(Position identification records)

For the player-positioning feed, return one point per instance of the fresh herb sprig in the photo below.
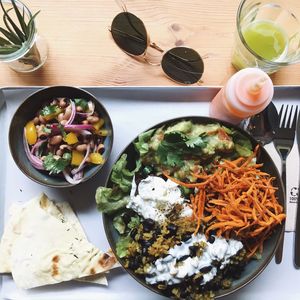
(14, 34)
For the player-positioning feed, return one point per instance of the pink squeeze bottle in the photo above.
(246, 93)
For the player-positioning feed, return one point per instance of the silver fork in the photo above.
(283, 142)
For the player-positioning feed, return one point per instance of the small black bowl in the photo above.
(26, 112)
(254, 267)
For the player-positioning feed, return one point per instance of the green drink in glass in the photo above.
(268, 36)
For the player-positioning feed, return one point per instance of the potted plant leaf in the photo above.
(20, 45)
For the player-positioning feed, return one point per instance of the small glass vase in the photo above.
(33, 53)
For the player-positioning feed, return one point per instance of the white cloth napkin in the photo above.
(292, 182)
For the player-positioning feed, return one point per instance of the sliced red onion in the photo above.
(81, 166)
(79, 127)
(75, 180)
(35, 161)
(90, 112)
(73, 113)
(37, 146)
(85, 132)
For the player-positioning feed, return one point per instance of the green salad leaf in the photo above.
(176, 145)
(110, 200)
(82, 103)
(142, 145)
(134, 222)
(119, 224)
(49, 110)
(122, 246)
(121, 175)
(242, 144)
(56, 165)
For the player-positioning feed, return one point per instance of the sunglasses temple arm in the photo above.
(122, 5)
(154, 46)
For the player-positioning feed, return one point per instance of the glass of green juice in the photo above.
(267, 35)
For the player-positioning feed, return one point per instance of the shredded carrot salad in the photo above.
(237, 201)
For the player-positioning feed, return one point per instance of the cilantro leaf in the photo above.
(195, 142)
(56, 165)
(82, 103)
(121, 175)
(62, 130)
(142, 145)
(122, 246)
(176, 145)
(49, 110)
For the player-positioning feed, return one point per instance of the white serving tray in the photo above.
(132, 110)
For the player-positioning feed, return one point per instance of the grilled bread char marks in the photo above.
(36, 256)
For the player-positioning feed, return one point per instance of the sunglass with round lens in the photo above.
(182, 64)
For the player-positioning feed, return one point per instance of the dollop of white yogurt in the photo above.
(155, 197)
(168, 269)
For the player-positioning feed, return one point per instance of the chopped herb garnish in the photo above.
(82, 103)
(49, 110)
(55, 164)
(42, 149)
(62, 130)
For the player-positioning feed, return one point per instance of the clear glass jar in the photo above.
(33, 53)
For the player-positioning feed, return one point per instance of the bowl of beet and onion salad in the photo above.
(60, 136)
(193, 208)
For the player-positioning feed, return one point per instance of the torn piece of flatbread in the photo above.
(46, 245)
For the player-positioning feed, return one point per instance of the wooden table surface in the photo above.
(82, 52)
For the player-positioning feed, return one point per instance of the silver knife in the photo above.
(297, 232)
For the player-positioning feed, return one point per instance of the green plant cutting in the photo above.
(16, 31)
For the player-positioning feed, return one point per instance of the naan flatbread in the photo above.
(43, 244)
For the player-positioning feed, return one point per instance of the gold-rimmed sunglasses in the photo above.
(181, 64)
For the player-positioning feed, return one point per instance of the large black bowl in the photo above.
(255, 267)
(26, 112)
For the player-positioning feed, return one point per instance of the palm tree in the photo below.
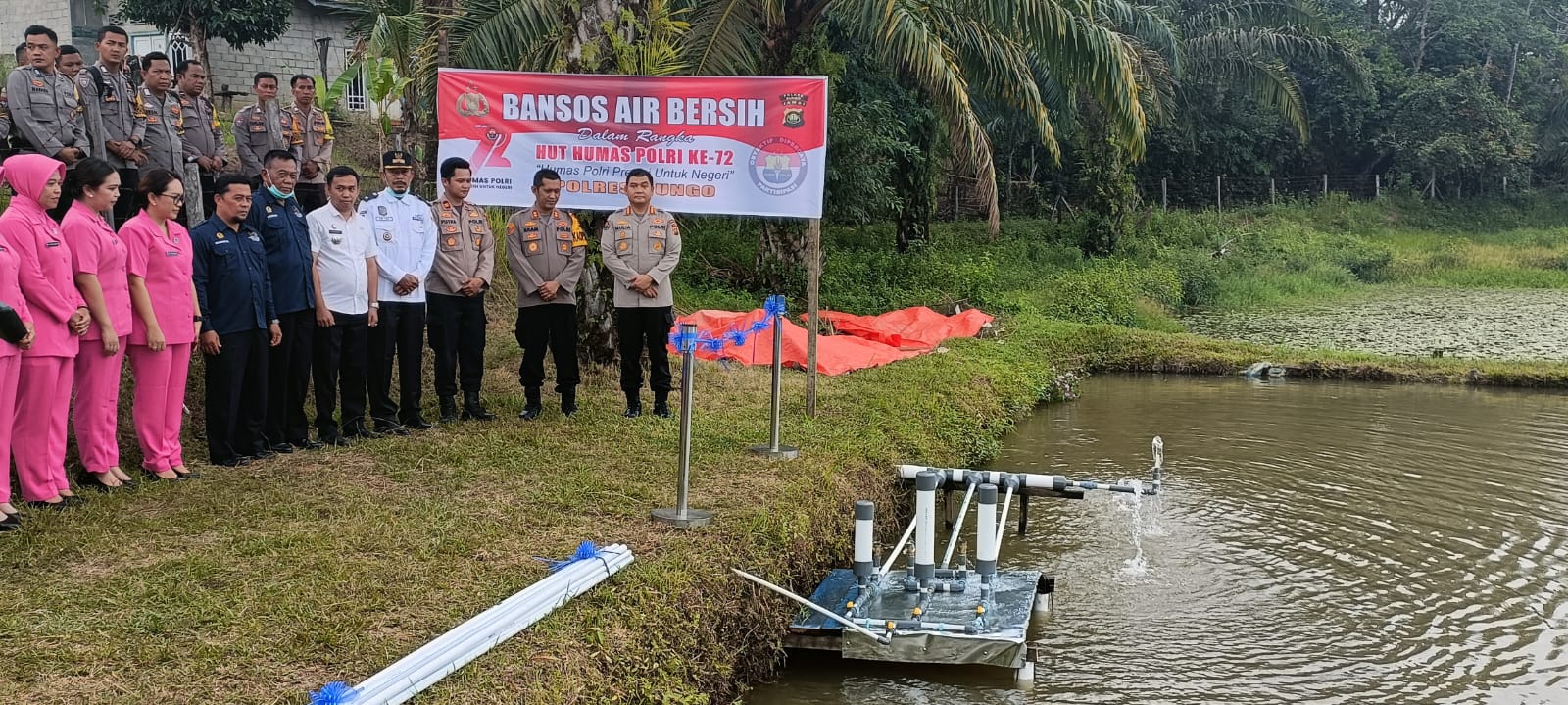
(956, 52)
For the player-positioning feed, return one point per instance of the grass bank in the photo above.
(258, 584)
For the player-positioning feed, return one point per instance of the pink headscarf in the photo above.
(27, 175)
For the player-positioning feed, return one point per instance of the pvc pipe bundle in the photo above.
(470, 639)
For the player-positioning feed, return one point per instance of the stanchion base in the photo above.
(784, 452)
(692, 520)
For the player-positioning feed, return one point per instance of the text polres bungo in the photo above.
(726, 112)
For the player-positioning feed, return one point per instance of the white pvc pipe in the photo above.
(925, 528)
(898, 550)
(987, 547)
(958, 527)
(1001, 522)
(467, 641)
(862, 540)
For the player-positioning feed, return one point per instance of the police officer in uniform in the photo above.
(278, 217)
(164, 141)
(407, 250)
(546, 250)
(316, 148)
(263, 127)
(46, 107)
(235, 299)
(455, 292)
(203, 130)
(115, 115)
(642, 247)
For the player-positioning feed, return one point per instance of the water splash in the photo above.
(1136, 567)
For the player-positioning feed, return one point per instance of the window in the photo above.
(355, 96)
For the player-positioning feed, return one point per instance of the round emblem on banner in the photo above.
(778, 167)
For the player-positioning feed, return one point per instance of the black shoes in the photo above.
(449, 410)
(532, 409)
(472, 409)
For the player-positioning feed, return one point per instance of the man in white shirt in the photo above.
(405, 237)
(344, 269)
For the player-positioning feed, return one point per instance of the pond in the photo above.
(1317, 542)
(1521, 324)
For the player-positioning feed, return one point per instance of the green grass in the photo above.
(258, 584)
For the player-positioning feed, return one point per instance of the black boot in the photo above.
(472, 409)
(532, 409)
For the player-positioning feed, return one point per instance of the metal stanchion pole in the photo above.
(773, 449)
(681, 516)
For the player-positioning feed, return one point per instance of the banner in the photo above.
(715, 145)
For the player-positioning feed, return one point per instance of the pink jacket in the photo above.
(44, 276)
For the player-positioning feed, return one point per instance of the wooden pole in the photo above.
(812, 289)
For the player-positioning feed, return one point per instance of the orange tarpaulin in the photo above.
(836, 354)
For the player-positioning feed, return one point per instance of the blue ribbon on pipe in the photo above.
(334, 692)
(736, 336)
(585, 551)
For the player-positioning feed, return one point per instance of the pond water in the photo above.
(1317, 543)
(1525, 324)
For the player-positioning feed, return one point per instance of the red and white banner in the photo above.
(715, 145)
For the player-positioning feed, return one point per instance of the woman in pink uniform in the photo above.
(98, 258)
(38, 435)
(10, 370)
(167, 321)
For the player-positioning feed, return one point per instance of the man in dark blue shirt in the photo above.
(278, 219)
(239, 323)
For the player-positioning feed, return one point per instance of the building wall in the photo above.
(295, 52)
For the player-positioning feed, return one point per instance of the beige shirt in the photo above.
(466, 247)
(255, 137)
(546, 247)
(647, 244)
(316, 145)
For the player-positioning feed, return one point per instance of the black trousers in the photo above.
(290, 378)
(125, 208)
(553, 326)
(237, 396)
(399, 334)
(457, 339)
(341, 360)
(311, 195)
(639, 328)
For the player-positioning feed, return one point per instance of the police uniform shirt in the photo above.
(545, 247)
(118, 112)
(405, 240)
(316, 130)
(287, 240)
(203, 130)
(466, 247)
(253, 138)
(342, 245)
(46, 110)
(647, 244)
(165, 122)
(232, 287)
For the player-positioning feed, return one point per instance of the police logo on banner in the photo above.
(778, 167)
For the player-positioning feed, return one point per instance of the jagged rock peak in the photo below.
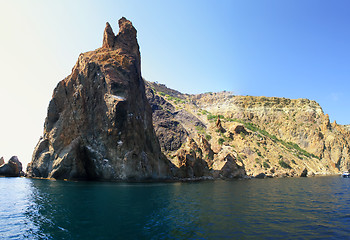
(125, 39)
(108, 37)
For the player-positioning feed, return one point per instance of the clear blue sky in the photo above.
(283, 48)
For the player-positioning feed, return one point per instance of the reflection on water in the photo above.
(270, 208)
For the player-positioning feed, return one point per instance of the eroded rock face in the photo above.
(11, 169)
(99, 122)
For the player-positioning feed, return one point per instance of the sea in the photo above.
(283, 208)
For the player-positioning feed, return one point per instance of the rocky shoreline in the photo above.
(106, 123)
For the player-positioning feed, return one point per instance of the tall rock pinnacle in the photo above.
(99, 122)
(108, 37)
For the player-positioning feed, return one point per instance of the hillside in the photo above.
(263, 136)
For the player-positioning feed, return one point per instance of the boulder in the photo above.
(303, 173)
(260, 175)
(13, 168)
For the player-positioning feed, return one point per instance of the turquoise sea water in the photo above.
(291, 208)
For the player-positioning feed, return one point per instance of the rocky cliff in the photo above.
(13, 168)
(99, 122)
(262, 136)
(105, 122)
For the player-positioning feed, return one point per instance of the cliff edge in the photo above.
(99, 122)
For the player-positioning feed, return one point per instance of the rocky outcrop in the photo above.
(268, 136)
(99, 122)
(13, 168)
(177, 129)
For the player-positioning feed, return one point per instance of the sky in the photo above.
(289, 48)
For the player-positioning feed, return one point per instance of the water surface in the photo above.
(293, 208)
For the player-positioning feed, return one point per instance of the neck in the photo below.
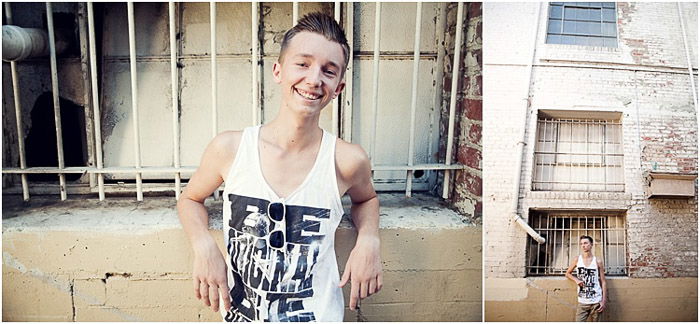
(293, 131)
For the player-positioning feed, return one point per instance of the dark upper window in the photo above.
(582, 23)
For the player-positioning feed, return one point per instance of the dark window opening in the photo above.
(41, 147)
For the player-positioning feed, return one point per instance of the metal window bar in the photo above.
(453, 99)
(565, 157)
(375, 82)
(18, 113)
(254, 63)
(174, 95)
(414, 98)
(95, 102)
(177, 169)
(348, 91)
(134, 99)
(56, 100)
(334, 112)
(558, 254)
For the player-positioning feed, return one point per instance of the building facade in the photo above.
(590, 127)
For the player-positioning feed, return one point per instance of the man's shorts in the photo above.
(584, 312)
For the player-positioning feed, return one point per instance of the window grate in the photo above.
(582, 23)
(562, 232)
(578, 155)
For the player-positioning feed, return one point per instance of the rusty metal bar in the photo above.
(414, 98)
(295, 12)
(174, 95)
(95, 102)
(214, 83)
(453, 98)
(334, 111)
(254, 62)
(134, 99)
(186, 169)
(18, 113)
(348, 92)
(56, 99)
(375, 77)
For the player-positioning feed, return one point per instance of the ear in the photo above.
(339, 89)
(277, 72)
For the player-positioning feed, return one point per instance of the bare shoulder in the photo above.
(350, 158)
(221, 151)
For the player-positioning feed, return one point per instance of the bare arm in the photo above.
(209, 268)
(363, 268)
(603, 285)
(570, 276)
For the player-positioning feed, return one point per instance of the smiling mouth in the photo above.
(307, 95)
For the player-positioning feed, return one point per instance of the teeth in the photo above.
(307, 95)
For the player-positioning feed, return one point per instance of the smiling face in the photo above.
(309, 73)
(586, 245)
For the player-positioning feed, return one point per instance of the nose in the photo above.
(314, 77)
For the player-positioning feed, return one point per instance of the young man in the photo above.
(590, 278)
(283, 183)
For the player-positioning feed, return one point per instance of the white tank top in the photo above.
(590, 293)
(294, 278)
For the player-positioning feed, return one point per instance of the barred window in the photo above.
(578, 155)
(562, 231)
(582, 23)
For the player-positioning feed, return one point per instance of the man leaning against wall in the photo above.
(590, 281)
(283, 183)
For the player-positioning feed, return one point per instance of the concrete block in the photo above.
(139, 293)
(33, 295)
(90, 292)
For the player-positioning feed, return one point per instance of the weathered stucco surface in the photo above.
(120, 260)
(554, 299)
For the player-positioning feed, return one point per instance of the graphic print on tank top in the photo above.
(588, 276)
(271, 283)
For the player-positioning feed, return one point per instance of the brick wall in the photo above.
(466, 191)
(645, 79)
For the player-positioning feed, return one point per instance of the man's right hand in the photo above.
(209, 275)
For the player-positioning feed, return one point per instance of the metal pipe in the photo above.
(254, 61)
(375, 78)
(174, 95)
(348, 92)
(134, 98)
(295, 13)
(95, 101)
(690, 63)
(414, 98)
(18, 114)
(56, 100)
(186, 169)
(528, 229)
(453, 98)
(214, 83)
(521, 142)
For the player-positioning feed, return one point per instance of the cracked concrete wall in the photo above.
(120, 261)
(554, 299)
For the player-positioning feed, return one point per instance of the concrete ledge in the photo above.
(629, 299)
(119, 260)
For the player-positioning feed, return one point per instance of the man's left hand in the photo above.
(363, 269)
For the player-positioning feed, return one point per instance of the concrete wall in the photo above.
(554, 299)
(117, 261)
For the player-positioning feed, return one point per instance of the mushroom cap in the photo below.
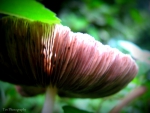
(38, 54)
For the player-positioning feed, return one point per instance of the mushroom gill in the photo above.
(38, 54)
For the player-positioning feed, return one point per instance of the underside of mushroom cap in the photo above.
(75, 63)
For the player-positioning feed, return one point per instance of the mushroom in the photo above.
(62, 62)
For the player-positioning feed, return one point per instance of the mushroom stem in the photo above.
(49, 100)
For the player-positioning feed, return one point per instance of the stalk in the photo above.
(49, 100)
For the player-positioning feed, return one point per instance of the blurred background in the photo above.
(122, 24)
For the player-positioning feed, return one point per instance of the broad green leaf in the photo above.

Prompt
Give the lines of the records from the one containing "shoes in the photo above." through the one containing "(1525, 324)" as a Markdown table with columns Row and Line, numbering each row and omitting blank lines.

Solution below
| Row | Line |
|---|---|
| 1 | For the player-positioning feed, return one point per instance of the black shoes in the photo above. |
| 2 | (449, 410) |
| 3 | (532, 409) |
| 4 | (472, 409) |
| 5 | For the player-positioning feed, return one point per instance of the man in white shirt in the photo above. |
| 6 | (405, 237) |
| 7 | (344, 269) |
| 8 | For the player-positioning feed, return one point per instance of the pond in the photo above. |
| 9 | (1317, 542) |
| 10 | (1521, 324) |
| 11 | For the player-positioning feed, return one point per instance of the green grass in the photo above. |
| 12 | (258, 584) |
| 13 | For the player-positioning feed, return one point per instance of the black boot in the photo above. |
| 14 | (472, 409) |
| 15 | (532, 409) |
| 16 | For the player-positioning feed, return one point per instance of the metal stanchion pole in the photo above. |
| 17 | (773, 449) |
| 18 | (681, 516) |
| 19 | For the player-positioning feed, return one point per instance of the banner in the photo above. |
| 20 | (715, 145) |
| 21 | For the player-positioning feed, return one point per instance of the pink jacket in the photo above. |
| 22 | (44, 276) |
| 23 | For the player-positioning feed, return one point per instance of the wooden pole in the photo above. |
| 24 | (812, 289) |
| 25 | For the player-positioning feed, return one point per instance of the orange tarpaulin in the photo above. |
| 26 | (836, 354) |
| 27 | For the player-positioning feed, return one point per instance of the blue ribbon on pipe in the photo above. |
| 28 | (334, 692) |
| 29 | (736, 336) |
| 30 | (585, 551) |
| 31 | For the player-positioning feed, return one point per instance of the pond water in the photo above. |
| 32 | (1317, 543) |
| 33 | (1525, 324) |